*Exercise inputs*.
****************
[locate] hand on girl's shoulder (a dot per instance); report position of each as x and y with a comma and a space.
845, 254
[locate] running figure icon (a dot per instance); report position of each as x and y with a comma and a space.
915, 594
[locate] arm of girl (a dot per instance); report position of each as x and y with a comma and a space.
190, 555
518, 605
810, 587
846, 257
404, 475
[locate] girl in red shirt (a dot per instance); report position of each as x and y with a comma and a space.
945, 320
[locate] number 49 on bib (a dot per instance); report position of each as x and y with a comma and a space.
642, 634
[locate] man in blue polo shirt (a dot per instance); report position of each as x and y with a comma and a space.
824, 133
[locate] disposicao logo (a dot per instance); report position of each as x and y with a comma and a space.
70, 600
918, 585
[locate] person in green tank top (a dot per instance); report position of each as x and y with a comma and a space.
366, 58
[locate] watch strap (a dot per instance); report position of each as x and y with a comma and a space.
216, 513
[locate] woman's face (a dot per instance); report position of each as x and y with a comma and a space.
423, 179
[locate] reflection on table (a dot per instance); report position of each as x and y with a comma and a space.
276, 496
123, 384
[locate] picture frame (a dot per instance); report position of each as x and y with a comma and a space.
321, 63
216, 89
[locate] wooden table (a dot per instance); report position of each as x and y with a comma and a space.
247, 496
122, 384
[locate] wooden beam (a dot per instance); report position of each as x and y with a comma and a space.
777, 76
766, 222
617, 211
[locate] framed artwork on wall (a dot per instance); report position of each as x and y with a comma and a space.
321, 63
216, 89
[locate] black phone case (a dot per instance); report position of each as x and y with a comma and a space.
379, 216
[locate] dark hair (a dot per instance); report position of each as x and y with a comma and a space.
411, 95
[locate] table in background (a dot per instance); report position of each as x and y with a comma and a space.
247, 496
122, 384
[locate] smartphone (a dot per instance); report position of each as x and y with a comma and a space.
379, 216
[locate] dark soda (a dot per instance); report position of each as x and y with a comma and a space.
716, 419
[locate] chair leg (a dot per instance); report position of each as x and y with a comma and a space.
****************
*Work to be completed*. Transcribe the material exactly as it reads.

*Full output*.
[locate] hand on girl's shoulder (a dot per instance); report position of each as x and y with a comma and a space.
845, 254
[locate] running figure icon (a dot per instance); report position of each as x and y with a comma and a space.
915, 594
[locate] arm of girl (a dot per instance); report position of each as x and y with a comma and a space.
190, 555
518, 605
810, 587
846, 257
404, 475
[locate] girl in red shirt (a dot per instance); report position of each as x and y with a comma and a space.
945, 320
[locate] number 49 on bib (a dot per instance); report position of each as x and y with a comma and a space.
642, 634
[locate] man in blue polo shirt (a dot per instance); report position of each as x and y with a comma and a space.
824, 133
[locate] disposicao logo (a dot per instance); report position of each as x and y with a comma and a space.
70, 600
918, 585
[locate] person in green tank top (a dot per instance); report position of each as x and y with a comma and a space.
366, 58
[locate] watch strap (a dot per instance); report position of each as x and y with a comma and a space.
216, 513
[locate] woman's face (a dot per instance); report position of each as x and y with a comma and a space.
423, 179
[locate] reflection on table (a dot per instance); report position of each as x and y with a comma and a space.
276, 496
123, 384
[locate] picture frame (a dot per instance); report position of each as x and y with a comma and a space.
321, 63
216, 89
[locate] wooden table (a dot per instance); report position of each as x and y with a comma and a space.
247, 496
122, 384
[locate] wooden beam (a dot per instance); report position of each as x and y with a comma and a space.
777, 76
766, 222
617, 211
[locate] framed artwork on wall (a dot per instance); report position of each as x and y with a comma and a space.
321, 63
216, 89
[locate] black phone case (a dot per instance); report position of each as x and y with a comma and a space.
379, 216
[locate] dark hair (a dot per instance); report position of each as x and y with a comma and a space.
411, 95
[locate] table in background (a dot per instance); report position of each as x and y with a comma and a space.
247, 496
122, 384
[locate] smartphone (a dot per instance); report position of each as x and y with a comma and a space.
379, 216
[locate] dark soda (a dot per instance); report position of each as x and y with a comma and a space.
716, 419
[locate] chair leg (a dot per instance); report position of each as x and y with a comma and a space.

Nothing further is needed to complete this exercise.